## DOCUMENT PASSAGE
--*--
A steep turn in aviation, performed by an aircraft (usually fixed wing), is a turn that involves a bank of more than 30 degrees. This means the angle created by the axis running along both wings and the horizon is more than 30 degrees. Generally, for training purposes, steep turns are demonstrated and practiced at 45 degrees, sometimes more. The purpose of learning and practicing a steep turn is to train a pilot to maintain control of an aircraft in cases of emergency such as structural damage, loss of power in one engine etc.

Entry procedure for a steep turn involves putting the aircraft into a bank (left or right), simultaneously increasing the thrust adequately to maintain altitude and airspeed, while pulling back on the flight stick or flight yoke to initiate the turn. For Jet training an increase of 7-8% of N1 caters. While doing this the pilot has to ensure no loss or gain of altitude. The pilot is expected to constantly look outside the aircraft while keeping a close check on the Attitude indicator for angle of bank. When the aircraft is in a 45 degree bank, it is common for a certain amount of opposite aileron control to be required to prevent the aircraft from slipping into a steeper bank.

==Tolerances and technicalities==

For purposes of testing, a steep turn is a 360 degree turn in either direction with a 45 degree bank angle while maintaining altitude, speed and bank within certain set tolerances. Furthermore, the roll out heading must be within 10 degrees of the entry heading for the manoeuvre to be deemed successful by most flight training standards and check rides.
--*--
## WORK TASK 1
In the steep turn passage, reproduce word for word the part starting with "A steep turn in aviation, performed" and going on through "one engine etc.".
## WORK TASK 2
Using the steep turn passage, decide whether each statement agrees with it. Answer yes or no for each, and quote the words that decide it.
(a) For training, steep turns are demonstrated and practiced at 45 degrees.
(b) In a 45 degree bank, the pilot commonly applies aileron in the same direction as the turn to steepen the bank.
(c) For testing, the roll out heading must be within 5 degrees of the entry heading.
## WORK TASK 3
Turn the paragraph of the steep turn passage that begins "For purposes of testing" into a bulleted list that keeps its main facts.

## MATERIAL PROVIDED
--*--
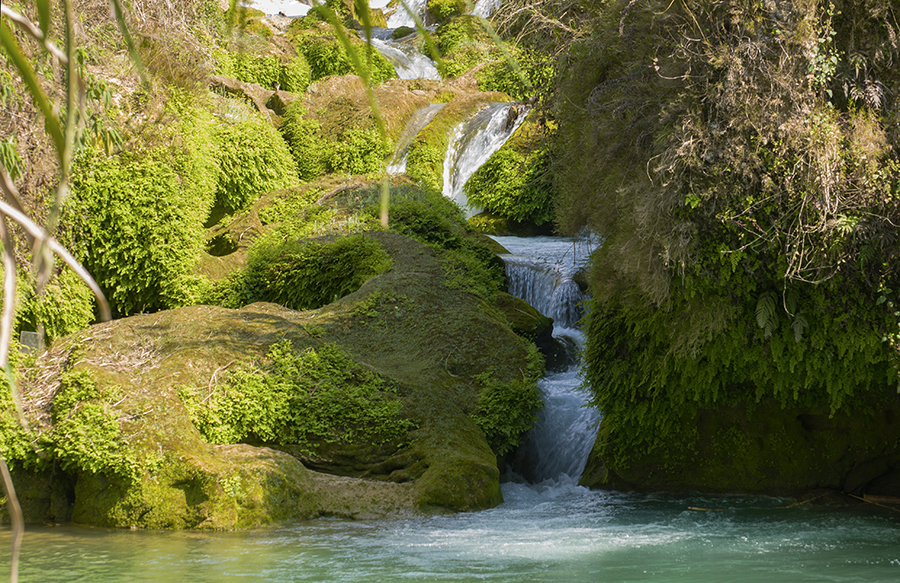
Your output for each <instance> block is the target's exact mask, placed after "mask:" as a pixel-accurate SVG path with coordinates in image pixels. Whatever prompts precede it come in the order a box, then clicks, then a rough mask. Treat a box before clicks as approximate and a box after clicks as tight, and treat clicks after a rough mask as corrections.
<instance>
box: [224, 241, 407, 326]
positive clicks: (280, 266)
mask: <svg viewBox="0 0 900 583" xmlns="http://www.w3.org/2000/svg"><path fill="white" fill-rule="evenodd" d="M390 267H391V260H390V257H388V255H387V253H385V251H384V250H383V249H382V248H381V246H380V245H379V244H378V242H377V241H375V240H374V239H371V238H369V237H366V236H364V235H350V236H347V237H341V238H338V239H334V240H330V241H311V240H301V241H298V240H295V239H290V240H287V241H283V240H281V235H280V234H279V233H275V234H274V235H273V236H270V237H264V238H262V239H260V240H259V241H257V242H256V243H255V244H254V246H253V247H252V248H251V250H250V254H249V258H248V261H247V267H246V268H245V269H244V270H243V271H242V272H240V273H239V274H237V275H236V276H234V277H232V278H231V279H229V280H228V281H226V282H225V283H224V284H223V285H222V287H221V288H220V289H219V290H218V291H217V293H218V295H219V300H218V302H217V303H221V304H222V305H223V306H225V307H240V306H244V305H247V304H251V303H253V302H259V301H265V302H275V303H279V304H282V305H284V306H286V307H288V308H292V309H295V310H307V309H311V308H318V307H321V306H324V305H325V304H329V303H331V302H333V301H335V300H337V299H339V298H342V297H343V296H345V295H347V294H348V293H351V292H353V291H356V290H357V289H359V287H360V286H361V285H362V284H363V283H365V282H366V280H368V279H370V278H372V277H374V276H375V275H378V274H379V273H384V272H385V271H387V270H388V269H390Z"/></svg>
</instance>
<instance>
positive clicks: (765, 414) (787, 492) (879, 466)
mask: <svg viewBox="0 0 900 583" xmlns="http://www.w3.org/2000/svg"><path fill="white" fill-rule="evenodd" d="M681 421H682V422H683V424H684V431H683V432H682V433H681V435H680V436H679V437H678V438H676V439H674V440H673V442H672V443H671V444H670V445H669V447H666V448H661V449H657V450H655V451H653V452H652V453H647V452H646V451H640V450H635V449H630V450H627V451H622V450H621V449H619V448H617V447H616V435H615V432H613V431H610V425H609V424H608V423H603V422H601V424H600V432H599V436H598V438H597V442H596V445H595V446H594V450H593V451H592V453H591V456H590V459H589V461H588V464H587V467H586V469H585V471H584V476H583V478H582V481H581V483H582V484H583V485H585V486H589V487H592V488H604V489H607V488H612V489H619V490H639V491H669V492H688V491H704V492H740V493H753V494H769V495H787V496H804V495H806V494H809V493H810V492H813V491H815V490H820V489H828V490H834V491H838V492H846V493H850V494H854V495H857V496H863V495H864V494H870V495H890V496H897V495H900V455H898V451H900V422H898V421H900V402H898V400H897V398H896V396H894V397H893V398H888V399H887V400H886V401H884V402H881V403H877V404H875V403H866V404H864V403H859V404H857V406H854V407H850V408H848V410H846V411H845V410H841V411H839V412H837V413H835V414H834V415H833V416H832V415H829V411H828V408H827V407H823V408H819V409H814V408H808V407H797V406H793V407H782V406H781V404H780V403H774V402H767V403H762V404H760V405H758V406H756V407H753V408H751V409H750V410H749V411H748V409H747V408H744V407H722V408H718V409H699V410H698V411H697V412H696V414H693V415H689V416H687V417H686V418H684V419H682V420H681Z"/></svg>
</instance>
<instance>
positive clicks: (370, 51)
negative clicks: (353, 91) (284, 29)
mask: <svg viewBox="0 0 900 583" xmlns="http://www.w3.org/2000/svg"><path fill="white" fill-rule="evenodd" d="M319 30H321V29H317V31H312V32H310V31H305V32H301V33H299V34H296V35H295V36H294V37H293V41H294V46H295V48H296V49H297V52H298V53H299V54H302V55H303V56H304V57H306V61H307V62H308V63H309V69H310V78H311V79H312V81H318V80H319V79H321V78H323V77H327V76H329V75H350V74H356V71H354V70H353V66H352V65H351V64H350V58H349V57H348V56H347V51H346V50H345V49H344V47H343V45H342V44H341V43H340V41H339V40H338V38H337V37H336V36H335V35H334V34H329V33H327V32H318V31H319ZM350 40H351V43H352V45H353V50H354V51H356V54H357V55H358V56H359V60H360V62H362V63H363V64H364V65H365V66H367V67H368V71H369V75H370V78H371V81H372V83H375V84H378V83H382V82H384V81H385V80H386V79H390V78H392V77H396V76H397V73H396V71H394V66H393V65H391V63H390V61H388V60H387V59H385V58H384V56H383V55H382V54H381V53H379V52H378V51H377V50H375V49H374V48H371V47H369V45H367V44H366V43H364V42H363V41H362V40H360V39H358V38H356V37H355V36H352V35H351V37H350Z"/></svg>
--*--
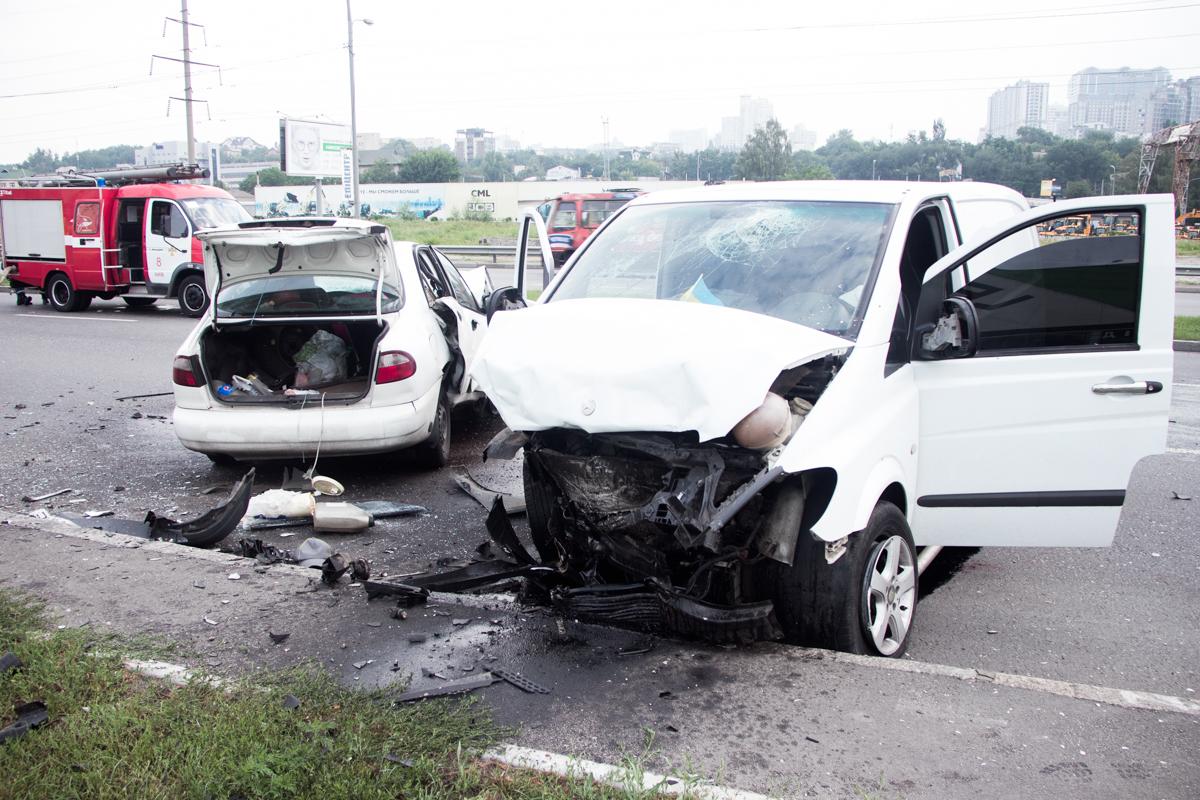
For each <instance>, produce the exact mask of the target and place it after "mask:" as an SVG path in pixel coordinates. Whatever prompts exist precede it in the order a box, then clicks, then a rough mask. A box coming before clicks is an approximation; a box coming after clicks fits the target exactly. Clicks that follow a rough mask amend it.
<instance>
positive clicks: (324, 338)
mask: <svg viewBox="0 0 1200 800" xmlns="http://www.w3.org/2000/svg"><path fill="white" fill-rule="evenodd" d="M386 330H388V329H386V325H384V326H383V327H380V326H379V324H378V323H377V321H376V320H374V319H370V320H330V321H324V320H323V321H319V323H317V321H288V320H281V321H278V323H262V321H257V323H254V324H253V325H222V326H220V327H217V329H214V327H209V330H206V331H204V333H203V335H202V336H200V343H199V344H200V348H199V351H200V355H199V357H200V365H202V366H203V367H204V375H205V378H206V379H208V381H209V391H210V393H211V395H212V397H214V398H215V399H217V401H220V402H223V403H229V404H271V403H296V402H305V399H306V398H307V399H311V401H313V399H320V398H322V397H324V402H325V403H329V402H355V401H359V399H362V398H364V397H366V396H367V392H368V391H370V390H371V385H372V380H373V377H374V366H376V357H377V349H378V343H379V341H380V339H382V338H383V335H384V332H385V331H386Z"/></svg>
--*--
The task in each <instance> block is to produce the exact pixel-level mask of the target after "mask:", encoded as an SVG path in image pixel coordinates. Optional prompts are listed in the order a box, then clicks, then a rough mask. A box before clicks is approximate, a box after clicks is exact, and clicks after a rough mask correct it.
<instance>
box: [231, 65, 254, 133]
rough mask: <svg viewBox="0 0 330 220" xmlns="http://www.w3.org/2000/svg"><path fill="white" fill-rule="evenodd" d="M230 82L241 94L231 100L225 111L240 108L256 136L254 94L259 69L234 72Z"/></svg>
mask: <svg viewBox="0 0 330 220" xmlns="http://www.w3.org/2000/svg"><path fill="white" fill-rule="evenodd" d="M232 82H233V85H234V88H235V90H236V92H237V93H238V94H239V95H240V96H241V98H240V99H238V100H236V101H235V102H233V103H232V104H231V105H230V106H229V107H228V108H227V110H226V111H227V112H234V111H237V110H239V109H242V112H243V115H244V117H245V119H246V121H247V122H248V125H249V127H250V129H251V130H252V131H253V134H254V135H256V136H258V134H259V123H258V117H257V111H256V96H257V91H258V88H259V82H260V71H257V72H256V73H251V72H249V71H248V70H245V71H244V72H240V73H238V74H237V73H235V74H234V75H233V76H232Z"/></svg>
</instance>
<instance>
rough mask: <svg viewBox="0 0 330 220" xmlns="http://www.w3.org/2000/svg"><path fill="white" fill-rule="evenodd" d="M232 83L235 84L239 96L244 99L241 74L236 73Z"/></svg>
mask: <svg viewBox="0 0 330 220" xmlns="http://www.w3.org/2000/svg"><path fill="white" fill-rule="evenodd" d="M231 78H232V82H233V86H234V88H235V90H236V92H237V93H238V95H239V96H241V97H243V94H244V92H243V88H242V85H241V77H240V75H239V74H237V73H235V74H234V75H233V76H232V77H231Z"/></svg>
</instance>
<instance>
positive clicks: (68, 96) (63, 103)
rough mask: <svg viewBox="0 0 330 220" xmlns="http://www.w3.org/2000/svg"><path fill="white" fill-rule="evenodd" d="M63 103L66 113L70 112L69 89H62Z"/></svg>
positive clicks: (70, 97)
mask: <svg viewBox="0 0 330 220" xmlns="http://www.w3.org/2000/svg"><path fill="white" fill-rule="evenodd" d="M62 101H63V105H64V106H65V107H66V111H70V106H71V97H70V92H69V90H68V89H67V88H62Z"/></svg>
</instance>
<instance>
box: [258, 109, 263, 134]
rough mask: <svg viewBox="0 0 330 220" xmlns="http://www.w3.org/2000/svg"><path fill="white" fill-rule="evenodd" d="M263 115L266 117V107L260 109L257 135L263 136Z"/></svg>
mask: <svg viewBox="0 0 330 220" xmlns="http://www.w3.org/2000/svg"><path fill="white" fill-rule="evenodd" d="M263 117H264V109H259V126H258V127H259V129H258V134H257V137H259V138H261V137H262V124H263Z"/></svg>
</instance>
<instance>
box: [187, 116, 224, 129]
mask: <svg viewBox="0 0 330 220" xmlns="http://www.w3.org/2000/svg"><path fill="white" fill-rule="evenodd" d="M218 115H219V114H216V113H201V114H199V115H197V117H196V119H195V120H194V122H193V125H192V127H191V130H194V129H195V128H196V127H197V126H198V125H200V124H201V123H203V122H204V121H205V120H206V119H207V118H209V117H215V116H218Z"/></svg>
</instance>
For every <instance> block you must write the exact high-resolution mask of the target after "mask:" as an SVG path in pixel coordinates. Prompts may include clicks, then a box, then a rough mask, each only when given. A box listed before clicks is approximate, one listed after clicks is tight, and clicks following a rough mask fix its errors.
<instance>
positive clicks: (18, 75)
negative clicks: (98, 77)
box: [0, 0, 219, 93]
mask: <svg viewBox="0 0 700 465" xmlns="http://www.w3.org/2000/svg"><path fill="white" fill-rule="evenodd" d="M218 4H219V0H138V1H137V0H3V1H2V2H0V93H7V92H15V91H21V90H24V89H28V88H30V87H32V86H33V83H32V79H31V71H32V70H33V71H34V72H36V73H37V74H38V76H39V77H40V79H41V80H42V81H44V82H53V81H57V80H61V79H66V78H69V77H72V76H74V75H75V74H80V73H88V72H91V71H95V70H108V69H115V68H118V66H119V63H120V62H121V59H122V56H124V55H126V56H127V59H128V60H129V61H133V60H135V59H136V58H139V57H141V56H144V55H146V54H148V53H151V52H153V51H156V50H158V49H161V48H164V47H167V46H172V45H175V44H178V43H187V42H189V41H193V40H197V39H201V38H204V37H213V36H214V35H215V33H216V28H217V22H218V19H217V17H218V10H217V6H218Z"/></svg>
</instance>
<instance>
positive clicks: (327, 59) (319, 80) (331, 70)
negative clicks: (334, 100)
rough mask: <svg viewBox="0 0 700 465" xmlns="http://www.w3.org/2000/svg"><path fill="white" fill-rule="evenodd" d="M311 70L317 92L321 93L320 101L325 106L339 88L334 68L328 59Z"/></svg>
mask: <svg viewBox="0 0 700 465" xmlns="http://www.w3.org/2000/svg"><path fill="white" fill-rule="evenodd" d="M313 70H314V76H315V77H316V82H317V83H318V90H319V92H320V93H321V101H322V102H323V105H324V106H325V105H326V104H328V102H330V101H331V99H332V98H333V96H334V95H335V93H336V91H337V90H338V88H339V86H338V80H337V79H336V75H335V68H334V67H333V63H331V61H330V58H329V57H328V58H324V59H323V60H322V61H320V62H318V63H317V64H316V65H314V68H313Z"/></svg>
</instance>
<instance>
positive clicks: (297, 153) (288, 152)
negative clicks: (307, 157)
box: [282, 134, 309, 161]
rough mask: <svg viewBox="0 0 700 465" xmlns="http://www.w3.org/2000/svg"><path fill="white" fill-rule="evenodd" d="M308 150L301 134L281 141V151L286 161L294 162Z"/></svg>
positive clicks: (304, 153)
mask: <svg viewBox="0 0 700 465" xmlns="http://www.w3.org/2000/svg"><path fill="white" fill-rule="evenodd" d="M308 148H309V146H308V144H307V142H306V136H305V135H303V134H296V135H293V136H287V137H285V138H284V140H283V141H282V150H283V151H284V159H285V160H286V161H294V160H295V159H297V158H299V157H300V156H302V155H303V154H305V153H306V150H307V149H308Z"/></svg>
--*--
## EXERCISE ANSWER 1
A steep turn in aviation, performed by an aircraft (usually fixed wing), is a turn that involves a bank of more than 30 degrees. This means the angle created by the axis running along both wings and the horizon is more than 30 degrees. Generally, for training purposes, steep turns are demonstrated and practiced at 45 degrees, sometimes more. The purpose of learning and practicing a steep turn is to train a pilot to maintain control of an aircraft in cases of emergency such as structural damage, loss of power in one engine etc.

## EXERCISE ANSWER 2
(a) Yes: "steep turns are demonstrated and practiced at 45 degrees, sometimes more"
(b) No: "it is common for a certain amount of opposite aileron control to be required to prevent the aircraft from slipping into a steeper bank"
(c) No: "the roll out heading must be within 10 degrees of the entry heading"

## EXERCISE ANSWER 3
- For testing, a steep turn is a 360 degree turn in either direction.
- The bank angle is 45 degrees.
- Altitude, speed and bank must stay within certain set tolerances.
- Under most flight training standards and check rides, the maneuver is successful only if the roll out heading is within 10 degrees of the entry heading.